Given passage below:

Going Digital

A Ceramics has fully embraced the digital future of dentistry in its bridge, crown and implant manufacturing business and made gains in accuracy, quality and consistency that have left owner Alan Bamford hugely optimistic about the future.

In its Oldham laboratory, A Ceramics runs two Roland DWX-50 milling machines making dental restorations for practices throughout the UK. This in-house production allows them to quickly, easily and precisely mill wax for bonded and pressed work, and mill zirconia and PMMA (acrylic) for full contour crowns, temporary bridges and implant stents.

“I saw straight away that the cost-effective Roland machine would enable me to produce good quality restorations, consistently and accurately,” says Alan. “In business, you only go backwards or forwards, standing still is not an option. Digital is the way forward almost everywhere you look and dentistry is no different.”

End of Given passage.

**What is required:** Swap "dentistry" for "orthodontics" in the article on A Ceramics and give that part again, starting with "Going Digital" and going on through "about the future.". The items that come next are taken from a separate source and have no connection to the article on A Ceramics.

Information given below:

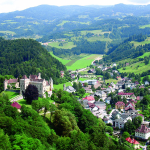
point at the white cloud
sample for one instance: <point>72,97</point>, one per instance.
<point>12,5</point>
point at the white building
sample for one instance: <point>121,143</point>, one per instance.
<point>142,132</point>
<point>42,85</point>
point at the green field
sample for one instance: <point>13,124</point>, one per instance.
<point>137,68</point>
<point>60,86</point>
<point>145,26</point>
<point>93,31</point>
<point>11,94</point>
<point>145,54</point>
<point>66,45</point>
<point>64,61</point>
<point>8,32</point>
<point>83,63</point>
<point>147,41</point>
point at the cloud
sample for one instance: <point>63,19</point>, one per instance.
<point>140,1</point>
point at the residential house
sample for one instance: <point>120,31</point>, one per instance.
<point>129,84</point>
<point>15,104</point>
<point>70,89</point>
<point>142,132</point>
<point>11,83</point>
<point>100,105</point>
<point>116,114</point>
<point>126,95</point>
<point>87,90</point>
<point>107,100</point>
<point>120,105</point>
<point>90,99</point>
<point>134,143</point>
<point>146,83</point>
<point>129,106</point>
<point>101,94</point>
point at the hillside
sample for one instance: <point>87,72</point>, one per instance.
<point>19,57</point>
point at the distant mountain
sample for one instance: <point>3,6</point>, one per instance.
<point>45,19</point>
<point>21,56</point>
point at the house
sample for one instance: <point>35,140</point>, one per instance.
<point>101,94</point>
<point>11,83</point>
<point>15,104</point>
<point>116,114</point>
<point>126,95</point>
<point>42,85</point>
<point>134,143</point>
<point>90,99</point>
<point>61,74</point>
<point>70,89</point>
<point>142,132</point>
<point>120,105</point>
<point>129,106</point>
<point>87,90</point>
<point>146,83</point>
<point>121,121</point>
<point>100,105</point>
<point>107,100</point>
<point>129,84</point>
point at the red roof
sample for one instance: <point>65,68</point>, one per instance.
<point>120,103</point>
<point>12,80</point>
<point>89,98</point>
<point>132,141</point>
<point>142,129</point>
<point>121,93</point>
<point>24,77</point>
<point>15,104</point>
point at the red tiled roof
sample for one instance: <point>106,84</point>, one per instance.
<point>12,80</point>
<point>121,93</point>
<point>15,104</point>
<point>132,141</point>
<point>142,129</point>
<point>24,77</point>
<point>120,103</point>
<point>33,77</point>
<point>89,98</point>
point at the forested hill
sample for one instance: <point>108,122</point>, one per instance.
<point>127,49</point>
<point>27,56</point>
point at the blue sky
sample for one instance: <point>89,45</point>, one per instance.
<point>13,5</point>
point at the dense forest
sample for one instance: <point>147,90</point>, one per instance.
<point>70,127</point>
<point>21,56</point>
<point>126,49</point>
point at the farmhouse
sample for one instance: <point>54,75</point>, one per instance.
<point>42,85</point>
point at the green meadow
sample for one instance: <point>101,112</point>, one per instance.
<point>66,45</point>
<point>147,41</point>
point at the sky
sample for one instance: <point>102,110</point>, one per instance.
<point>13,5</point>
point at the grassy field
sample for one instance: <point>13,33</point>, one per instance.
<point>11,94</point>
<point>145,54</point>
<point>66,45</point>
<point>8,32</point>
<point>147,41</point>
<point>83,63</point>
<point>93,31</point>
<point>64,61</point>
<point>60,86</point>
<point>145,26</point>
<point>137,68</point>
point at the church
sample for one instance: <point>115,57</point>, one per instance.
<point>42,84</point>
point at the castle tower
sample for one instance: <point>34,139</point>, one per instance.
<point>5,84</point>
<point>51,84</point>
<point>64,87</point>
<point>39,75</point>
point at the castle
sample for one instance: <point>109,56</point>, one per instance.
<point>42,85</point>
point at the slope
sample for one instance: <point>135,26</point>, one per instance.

End of Information given.

**Exercise response:**
Going Digital

A Ceramics has fully embraced the digital future of orthodontics in its bridge, crown and implant manufacturing business and made gains in accuracy, quality and consistency that have left owner Alan Bamford hugely optimistic about the future.